BEGIN The data

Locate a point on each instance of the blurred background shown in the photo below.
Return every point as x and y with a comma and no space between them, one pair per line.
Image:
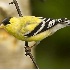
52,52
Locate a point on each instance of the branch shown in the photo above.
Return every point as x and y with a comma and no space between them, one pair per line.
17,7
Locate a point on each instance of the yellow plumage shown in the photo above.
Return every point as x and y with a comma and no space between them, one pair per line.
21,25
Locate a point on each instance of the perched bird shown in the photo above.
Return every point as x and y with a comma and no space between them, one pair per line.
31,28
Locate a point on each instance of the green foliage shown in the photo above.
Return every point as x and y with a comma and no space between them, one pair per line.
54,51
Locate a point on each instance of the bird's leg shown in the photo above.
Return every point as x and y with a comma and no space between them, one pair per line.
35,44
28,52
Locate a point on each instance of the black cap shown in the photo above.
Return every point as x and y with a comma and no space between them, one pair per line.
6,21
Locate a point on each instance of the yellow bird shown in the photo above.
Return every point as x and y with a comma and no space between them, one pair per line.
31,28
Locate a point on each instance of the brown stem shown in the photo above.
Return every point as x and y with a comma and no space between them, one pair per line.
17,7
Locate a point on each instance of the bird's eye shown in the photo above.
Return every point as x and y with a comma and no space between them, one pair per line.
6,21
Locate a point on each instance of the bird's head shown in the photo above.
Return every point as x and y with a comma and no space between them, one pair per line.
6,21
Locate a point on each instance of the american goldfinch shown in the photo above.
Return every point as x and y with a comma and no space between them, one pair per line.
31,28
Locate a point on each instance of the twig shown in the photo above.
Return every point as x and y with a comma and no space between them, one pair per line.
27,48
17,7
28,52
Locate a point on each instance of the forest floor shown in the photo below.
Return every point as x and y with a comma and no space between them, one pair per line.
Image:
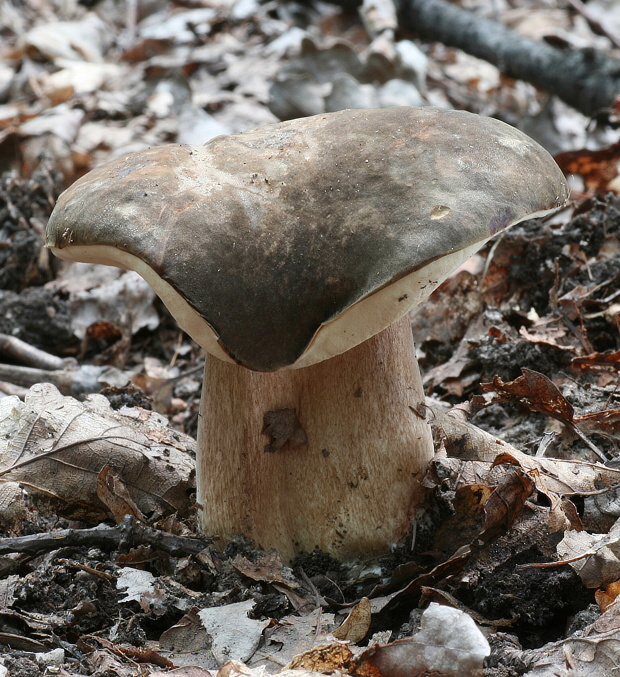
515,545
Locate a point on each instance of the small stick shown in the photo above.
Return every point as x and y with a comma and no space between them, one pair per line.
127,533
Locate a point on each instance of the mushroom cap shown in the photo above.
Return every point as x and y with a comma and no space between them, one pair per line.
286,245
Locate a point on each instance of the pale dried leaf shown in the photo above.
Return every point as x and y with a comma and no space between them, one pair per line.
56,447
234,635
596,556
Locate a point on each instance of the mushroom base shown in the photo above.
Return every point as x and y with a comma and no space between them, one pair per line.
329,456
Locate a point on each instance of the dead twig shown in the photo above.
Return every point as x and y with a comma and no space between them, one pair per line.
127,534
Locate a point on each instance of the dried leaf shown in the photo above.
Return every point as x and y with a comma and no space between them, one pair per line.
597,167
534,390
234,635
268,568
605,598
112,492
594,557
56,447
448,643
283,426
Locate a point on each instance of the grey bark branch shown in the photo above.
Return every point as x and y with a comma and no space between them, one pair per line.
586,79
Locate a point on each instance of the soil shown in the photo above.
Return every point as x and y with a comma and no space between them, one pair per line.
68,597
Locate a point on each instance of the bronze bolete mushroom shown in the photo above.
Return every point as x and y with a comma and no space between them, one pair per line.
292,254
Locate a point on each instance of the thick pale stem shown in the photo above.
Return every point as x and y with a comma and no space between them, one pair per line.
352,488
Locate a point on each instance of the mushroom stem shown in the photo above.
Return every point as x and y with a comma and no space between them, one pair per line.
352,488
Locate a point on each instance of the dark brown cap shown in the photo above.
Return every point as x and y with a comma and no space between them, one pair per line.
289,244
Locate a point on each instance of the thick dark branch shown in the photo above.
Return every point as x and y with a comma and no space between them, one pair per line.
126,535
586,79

END The data

**Exercise aim**
Every line of the material above must be written out exactly, with no pictures.

**Solution**
Locate a point on each instance of the blurred background shown in the photo below.
Return every point as x and y with a comma and no space between them, one pair per line.
Image:
52,52
Locate a point on each instance of the branch shown in the photo above.
Return every point as x and y with a comma and no space between them, one pair per line.
17,7
Locate a point on each instance of the yellow plumage shown in the photo above.
Return every point as x and y with a comma and no space between them, one pair per line.
21,25
Locate a point on each instance of the perched bird shown in the photo above.
Return every point as x and y with a comma and no space between them, one pair per line.
31,28
Locate a point on each instance of the green foliage shown in the photo above.
Return every point as x and y with a comma and no space between them, one pair per line.
54,51
Locate a point on each instance of the bird's leg shown in the photo above.
Return every point as x and y with a comma and no space between them, one pair per line.
35,44
28,52
Locate a point on each instance of the black cap shown in the photo above.
Return every point as x and y with a comma and no space between them, one pair per line.
6,21
Locate a point on each instance of the yellow bird shown in the photo above.
Return every point as x and y with a comma and no space between them, one pair per line.
31,28
Locate a point on each instance of the brown stem shown in the photo above.
Return every point as x and y with a comma and no space between them, one pair per line.
17,7
Locate a point on each instance of the bird's eye shown in the photo above.
Return every point as x and y with a comma and no space between them, one pair per line.
6,21
Locate a point on each instance of the bird's head shown in the photo above.
Return every point as x and y with a comma and no space between them, one pair per line.
6,21
Locate a point on each instance of the american goldfinch shown in the photo above.
Return every point as x and y with a comma and no space between them, one pair per line.
31,28
Locate a point on each instance of the twig shown in the photo above.
Return every point as x and y with a comma and no space between them, one pair per line.
27,48
17,7
28,52
Locate a point on each instance of the forest floor shown in the photo below.
Return every point as x and y with a comma and no space between them, one pair per line.
Image:
515,545
Locate a point on each instance of the small stick shown in the photo above.
Return every point as x and y with a comma and no space between them, one pair per line.
127,533
Locate a point on each instance of the mushroom cap shown in the photo above.
Return every point as x and y with a comma and no space between them, one pair per line.
286,245
Locate a point on each instance of the pale dried leaf shown in the photo above.
Return every point as x and y with a comma and no space between them, one pair per line.
56,447
234,635
596,556
Locate a point on each instance of the mushroom base shown in the photo above.
Return every point as x and y with a comma and no space between them, one pair per line.
329,456
Locate a point on each instance of the dead twig shown in the photo above.
Return every point as x and y with a comma and no space between them, one pair per line.
127,534
Locate a point on each instance of the dried leaf shown in the photo above.
Return every point as x and y with a comma and no space between them, one pair per line.
597,167
534,390
234,635
268,568
605,598
112,492
594,557
56,447
448,643
283,426
Locate a point on each instance of the grey bark branch shown in the photo above.
Return every point as x and y with a comma and no space between them, one pair per line.
586,79
Locate a point on each instance of the soil shown in the photo above.
Return every point as x and y with a comma and no space between them, one pair per line.
68,597
Locate a point on each instance of the bronze bolete mushroom shown in the photo above.
Return every point as x and y with a comma and no space between them, one pair per line.
292,254
Locate a point on each instance of the thick pale stem shown in the photo above.
Return every point as x and y with a comma and no space between them, one pair per line.
352,488
Locate a point on each instance of the mushroom stem shown in the photo above.
Return every point as x and y with a comma and no space between them, one pair per line.
352,488
Locate a point on each instance of the dark brown cap shown in the photo above.
Return every point as x and y with a comma and no space between them, one pair per line.
289,244
Locate a point on each instance of the thick dark branch shown in the photo above.
Return every point as x and y with a comma and no space between them, one pair per line.
126,535
586,79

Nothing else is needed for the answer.